[Records from a data source]
--------------------------------

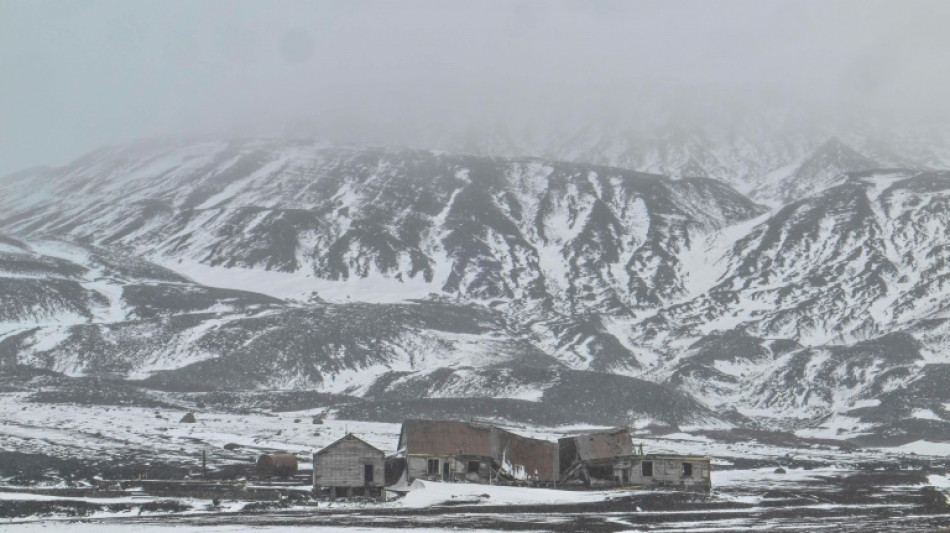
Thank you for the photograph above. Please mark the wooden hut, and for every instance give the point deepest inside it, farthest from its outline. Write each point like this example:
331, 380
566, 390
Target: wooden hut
477, 453
350, 468
610, 459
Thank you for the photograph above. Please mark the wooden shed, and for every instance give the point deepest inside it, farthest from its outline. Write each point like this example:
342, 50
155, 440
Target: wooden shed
350, 467
448, 450
610, 459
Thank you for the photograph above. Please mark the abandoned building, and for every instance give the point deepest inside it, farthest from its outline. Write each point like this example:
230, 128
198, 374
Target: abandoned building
350, 468
277, 465
478, 453
610, 459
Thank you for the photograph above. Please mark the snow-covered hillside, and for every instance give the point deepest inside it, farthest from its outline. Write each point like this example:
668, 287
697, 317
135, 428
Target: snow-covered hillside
400, 275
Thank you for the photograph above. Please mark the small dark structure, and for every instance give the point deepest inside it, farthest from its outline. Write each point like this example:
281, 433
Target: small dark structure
277, 465
350, 468
477, 453
610, 459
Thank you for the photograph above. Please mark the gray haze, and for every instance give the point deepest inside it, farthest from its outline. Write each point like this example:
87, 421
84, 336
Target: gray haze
77, 75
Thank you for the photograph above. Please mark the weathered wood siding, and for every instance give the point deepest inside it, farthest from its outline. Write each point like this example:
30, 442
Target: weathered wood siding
668, 471
418, 468
343, 465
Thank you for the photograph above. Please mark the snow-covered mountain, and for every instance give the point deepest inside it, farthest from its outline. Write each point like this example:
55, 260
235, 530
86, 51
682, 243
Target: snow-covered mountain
404, 274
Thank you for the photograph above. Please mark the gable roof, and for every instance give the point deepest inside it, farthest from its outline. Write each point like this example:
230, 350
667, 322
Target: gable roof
349, 438
451, 437
605, 444
447, 437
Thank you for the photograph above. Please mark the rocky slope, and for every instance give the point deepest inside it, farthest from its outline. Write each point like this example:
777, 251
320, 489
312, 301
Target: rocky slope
396, 275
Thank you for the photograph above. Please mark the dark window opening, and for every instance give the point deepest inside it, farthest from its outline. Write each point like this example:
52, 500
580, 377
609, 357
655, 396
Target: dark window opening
602, 472
646, 468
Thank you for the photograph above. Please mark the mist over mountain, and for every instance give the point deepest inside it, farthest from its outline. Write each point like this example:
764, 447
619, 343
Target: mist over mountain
724, 213
397, 274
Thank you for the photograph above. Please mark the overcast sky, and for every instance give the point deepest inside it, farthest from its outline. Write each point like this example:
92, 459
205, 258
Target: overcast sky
75, 75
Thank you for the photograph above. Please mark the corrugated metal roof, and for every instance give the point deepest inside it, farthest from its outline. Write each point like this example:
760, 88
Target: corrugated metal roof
442, 438
594, 446
539, 457
349, 437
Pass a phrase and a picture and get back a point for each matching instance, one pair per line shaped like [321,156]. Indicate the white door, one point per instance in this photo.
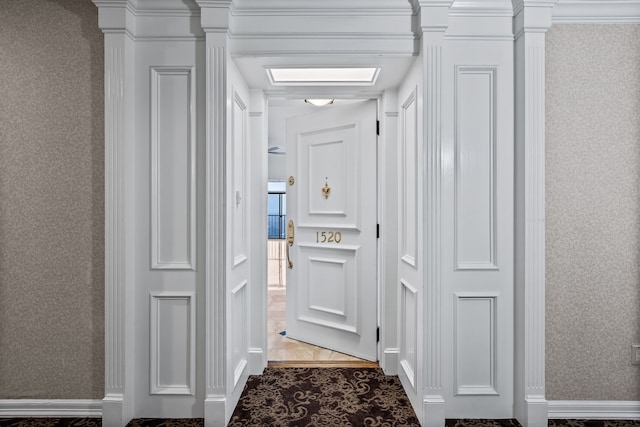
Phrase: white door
[331,208]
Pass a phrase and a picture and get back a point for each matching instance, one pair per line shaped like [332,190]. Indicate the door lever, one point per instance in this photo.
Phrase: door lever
[290,239]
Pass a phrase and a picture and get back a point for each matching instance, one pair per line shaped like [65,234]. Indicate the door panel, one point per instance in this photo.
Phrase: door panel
[332,288]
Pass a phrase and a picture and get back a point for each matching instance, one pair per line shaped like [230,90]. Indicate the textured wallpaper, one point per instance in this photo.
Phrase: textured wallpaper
[51,200]
[593,211]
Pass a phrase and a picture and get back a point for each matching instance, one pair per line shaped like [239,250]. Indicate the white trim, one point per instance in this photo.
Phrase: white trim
[51,408]
[594,409]
[597,12]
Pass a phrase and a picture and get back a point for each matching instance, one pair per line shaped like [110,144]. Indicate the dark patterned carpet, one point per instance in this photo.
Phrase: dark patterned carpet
[323,397]
[315,397]
[198,422]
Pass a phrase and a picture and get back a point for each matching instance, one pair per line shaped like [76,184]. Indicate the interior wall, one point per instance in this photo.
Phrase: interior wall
[593,211]
[51,200]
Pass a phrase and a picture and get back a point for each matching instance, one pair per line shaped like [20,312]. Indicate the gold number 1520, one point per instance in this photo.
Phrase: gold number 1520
[328,237]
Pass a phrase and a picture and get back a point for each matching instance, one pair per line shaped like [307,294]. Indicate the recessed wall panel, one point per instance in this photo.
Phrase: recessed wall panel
[240,331]
[172,351]
[475,168]
[475,344]
[409,170]
[172,168]
[409,331]
[239,185]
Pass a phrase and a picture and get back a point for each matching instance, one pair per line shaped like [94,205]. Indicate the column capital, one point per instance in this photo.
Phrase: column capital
[215,15]
[112,15]
[532,16]
[432,15]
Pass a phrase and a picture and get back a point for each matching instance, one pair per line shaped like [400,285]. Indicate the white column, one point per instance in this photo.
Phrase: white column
[215,23]
[434,17]
[117,405]
[532,18]
[258,170]
[388,214]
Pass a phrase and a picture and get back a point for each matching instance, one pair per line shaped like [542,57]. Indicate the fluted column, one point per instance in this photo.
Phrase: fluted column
[117,56]
[433,24]
[532,18]
[215,23]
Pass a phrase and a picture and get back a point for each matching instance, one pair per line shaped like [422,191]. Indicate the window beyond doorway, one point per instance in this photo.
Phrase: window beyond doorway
[277,206]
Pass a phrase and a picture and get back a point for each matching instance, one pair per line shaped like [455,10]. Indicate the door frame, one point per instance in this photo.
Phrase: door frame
[387,356]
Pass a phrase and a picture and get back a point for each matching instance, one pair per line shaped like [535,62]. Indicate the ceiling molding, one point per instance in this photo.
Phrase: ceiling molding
[321,8]
[597,12]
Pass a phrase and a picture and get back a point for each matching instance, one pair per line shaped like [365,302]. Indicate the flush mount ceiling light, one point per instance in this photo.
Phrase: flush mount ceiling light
[319,102]
[323,76]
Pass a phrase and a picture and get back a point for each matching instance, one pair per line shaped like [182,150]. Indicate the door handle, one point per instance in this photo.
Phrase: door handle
[290,239]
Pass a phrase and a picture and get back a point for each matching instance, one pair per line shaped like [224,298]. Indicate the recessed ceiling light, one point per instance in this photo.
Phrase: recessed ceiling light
[319,102]
[323,76]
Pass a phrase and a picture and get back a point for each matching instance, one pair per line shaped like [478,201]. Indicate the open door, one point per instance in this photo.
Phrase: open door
[331,230]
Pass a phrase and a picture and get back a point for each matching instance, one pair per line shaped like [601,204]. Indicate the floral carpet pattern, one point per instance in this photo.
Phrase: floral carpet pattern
[199,422]
[323,397]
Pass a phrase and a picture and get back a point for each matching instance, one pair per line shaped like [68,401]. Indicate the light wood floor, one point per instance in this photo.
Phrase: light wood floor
[284,349]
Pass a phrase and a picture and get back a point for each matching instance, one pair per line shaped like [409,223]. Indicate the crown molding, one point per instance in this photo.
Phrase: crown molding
[597,12]
[321,8]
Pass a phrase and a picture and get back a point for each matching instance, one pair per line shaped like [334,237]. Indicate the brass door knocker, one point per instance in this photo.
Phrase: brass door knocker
[326,190]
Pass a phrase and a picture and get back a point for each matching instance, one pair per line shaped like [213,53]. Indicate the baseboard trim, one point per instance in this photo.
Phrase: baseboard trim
[50,408]
[594,409]
[390,361]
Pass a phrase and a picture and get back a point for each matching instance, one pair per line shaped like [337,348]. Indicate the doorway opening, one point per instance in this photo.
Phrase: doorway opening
[282,349]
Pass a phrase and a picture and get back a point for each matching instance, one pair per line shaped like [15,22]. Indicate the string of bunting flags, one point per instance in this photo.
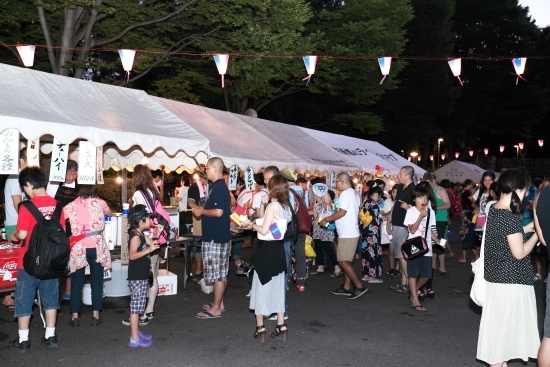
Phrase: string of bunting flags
[127,56]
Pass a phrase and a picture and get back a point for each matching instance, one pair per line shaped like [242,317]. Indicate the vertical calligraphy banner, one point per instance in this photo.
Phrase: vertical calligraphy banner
[249,178]
[86,163]
[99,160]
[58,165]
[233,175]
[9,152]
[33,153]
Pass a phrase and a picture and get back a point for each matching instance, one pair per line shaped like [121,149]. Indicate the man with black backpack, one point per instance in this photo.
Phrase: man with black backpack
[33,181]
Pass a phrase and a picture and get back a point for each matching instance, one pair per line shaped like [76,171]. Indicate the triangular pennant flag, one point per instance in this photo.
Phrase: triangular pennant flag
[385,64]
[456,66]
[127,58]
[221,63]
[519,67]
[27,55]
[310,62]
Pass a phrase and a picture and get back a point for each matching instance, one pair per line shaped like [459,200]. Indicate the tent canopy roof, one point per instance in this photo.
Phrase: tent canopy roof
[458,171]
[38,103]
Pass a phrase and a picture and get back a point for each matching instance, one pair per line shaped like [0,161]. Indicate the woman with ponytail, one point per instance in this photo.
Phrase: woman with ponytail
[508,327]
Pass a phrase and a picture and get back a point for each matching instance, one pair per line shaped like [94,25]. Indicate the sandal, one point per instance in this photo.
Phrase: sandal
[279,331]
[259,331]
[419,308]
[404,289]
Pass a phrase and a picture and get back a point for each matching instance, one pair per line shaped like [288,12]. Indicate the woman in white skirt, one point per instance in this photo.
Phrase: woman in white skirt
[268,285]
[508,327]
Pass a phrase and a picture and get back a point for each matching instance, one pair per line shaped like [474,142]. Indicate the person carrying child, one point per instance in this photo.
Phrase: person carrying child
[467,233]
[139,271]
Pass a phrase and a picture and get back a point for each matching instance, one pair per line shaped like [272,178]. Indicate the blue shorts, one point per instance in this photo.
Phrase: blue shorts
[25,293]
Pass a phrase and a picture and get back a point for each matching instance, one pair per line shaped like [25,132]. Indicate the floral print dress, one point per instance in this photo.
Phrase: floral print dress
[371,248]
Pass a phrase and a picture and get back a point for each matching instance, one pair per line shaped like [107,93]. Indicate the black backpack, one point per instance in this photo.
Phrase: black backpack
[48,245]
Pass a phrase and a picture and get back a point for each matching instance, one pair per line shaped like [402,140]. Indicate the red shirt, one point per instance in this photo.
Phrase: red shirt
[26,222]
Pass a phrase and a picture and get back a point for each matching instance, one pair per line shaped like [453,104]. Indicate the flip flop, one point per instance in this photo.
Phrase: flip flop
[208,306]
[208,315]
[8,307]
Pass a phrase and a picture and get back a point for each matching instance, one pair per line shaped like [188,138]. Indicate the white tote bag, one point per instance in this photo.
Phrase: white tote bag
[479,286]
[277,226]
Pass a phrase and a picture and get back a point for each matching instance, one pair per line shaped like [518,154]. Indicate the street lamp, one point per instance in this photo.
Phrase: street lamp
[438,148]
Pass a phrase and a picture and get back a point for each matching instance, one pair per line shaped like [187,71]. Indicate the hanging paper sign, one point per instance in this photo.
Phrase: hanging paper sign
[519,67]
[332,180]
[99,165]
[385,64]
[233,175]
[127,58]
[456,66]
[33,153]
[86,163]
[221,64]
[311,63]
[249,178]
[58,165]
[9,146]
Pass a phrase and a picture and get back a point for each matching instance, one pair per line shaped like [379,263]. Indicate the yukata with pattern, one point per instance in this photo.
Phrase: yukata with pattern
[371,249]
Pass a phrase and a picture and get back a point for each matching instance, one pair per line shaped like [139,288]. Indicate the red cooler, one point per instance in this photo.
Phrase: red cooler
[8,263]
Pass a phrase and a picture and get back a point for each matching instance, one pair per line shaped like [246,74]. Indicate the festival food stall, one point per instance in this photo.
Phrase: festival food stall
[37,107]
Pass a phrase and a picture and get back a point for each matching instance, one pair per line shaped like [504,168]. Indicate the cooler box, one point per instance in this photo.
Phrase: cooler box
[168,283]
[8,264]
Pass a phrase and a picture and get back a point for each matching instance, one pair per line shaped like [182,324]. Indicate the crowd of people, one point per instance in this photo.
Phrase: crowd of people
[346,225]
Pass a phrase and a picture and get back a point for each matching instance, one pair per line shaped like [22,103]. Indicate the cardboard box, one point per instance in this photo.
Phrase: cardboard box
[8,266]
[168,283]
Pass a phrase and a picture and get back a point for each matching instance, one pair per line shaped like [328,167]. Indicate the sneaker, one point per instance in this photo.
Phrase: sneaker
[49,343]
[141,342]
[142,322]
[376,280]
[96,321]
[74,322]
[358,292]
[273,317]
[342,292]
[241,269]
[145,336]
[21,347]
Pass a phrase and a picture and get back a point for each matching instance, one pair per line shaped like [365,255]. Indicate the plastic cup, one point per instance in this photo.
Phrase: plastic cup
[125,208]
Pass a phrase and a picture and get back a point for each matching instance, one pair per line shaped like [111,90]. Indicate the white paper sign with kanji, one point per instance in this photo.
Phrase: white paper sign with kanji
[233,175]
[58,165]
[9,152]
[86,163]
[33,153]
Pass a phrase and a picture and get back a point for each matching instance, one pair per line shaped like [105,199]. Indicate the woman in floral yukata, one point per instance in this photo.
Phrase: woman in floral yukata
[371,248]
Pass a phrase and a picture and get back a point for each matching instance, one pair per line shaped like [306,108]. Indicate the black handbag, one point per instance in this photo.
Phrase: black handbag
[416,246]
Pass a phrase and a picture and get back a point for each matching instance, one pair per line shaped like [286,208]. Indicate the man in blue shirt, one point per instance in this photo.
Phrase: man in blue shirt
[216,238]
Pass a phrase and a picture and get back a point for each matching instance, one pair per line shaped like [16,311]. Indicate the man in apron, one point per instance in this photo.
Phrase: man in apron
[66,192]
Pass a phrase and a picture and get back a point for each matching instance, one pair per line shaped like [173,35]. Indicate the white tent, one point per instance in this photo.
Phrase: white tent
[39,104]
[368,154]
[231,139]
[458,171]
[249,141]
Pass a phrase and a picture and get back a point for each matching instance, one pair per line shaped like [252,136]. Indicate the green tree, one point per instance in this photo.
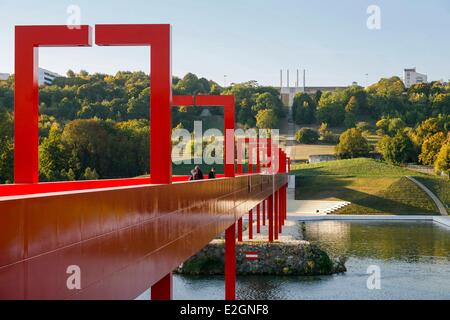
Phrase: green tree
[303,109]
[352,144]
[431,148]
[90,174]
[53,156]
[398,149]
[443,159]
[266,119]
[6,146]
[307,136]
[331,109]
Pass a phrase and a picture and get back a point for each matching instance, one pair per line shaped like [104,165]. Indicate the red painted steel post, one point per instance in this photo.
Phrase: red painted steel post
[28,39]
[227,101]
[258,156]
[240,230]
[158,37]
[270,217]
[162,290]
[276,213]
[280,210]
[264,212]
[250,225]
[239,151]
[258,218]
[230,263]
[250,150]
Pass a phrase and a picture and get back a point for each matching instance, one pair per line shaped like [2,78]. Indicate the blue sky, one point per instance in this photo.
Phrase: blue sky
[253,39]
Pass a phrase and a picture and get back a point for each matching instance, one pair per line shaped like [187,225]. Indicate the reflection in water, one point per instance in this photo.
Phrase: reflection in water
[404,241]
[414,259]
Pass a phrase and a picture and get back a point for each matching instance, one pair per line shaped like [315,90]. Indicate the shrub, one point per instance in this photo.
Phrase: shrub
[352,144]
[307,136]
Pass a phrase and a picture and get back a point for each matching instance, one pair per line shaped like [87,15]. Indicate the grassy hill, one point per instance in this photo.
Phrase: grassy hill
[372,187]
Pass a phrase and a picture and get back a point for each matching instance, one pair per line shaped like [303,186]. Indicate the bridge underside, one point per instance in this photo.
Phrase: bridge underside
[123,239]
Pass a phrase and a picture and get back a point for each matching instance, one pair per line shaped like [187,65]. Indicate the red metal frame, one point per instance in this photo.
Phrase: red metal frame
[250,224]
[158,38]
[225,101]
[28,39]
[230,263]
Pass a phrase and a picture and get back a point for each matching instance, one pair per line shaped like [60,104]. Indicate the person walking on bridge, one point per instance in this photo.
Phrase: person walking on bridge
[196,174]
[212,173]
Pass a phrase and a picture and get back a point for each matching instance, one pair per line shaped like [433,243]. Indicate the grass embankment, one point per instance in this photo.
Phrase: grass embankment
[372,187]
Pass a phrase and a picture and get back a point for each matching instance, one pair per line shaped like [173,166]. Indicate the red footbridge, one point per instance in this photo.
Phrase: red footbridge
[127,235]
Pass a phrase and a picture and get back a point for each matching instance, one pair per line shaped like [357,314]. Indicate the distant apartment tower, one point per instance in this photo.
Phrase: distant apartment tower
[4,76]
[412,77]
[47,77]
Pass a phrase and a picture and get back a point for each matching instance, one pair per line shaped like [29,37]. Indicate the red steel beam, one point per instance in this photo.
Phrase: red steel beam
[258,218]
[270,217]
[158,38]
[250,224]
[227,102]
[230,263]
[28,39]
[124,240]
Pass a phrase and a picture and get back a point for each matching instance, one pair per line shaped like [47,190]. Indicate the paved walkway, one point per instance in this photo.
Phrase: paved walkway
[311,207]
[437,201]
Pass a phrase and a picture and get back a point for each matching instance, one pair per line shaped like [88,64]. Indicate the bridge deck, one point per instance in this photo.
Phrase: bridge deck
[124,239]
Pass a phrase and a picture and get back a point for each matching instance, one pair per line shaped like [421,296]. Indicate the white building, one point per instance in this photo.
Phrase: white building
[4,76]
[47,77]
[412,77]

--------------------------------

→ **Task to carry out**: Write the "tower, one point per instance in this photo." line and all later lines exactly. Stop at the end of the data.

→ **Exercise output**:
Pass a phrase and a picture and get back a point for each matching instance, one pair per line shaped like [357,314]. Indicate the distant apartment tower, one point per instance in this photo.
Phrase: distant apartment tower
[4,76]
[412,77]
[47,77]
Pass a phrase and a picture and get back a point for each matching instance, one pair per line shaped like [29,37]. Indicate the red steel beam, one point per instance in this photo.
Phrase: red steel beam
[258,218]
[270,217]
[158,38]
[250,224]
[227,102]
[230,263]
[28,39]
[124,240]
Pass a phrase and a picture and get back a point for each matching instance, one pair per line shaped like [47,190]. Indicate the paved walkway, one point per instance in this photo.
Phrase: paved walkway
[311,207]
[437,201]
Pass a phrase and a picture and get back a point for each matching instance, one pair per line shaped like [88,64]. Indicate the bridge deck, one point per instance in this photo.
Phrase: bridge deck
[124,239]
Pass a phrase and a picture and get back a point for each matching instance, one pair per line shaped like [421,296]. Indicate the white building, one point per instance in this photo.
Phrase: white building
[4,76]
[47,77]
[412,77]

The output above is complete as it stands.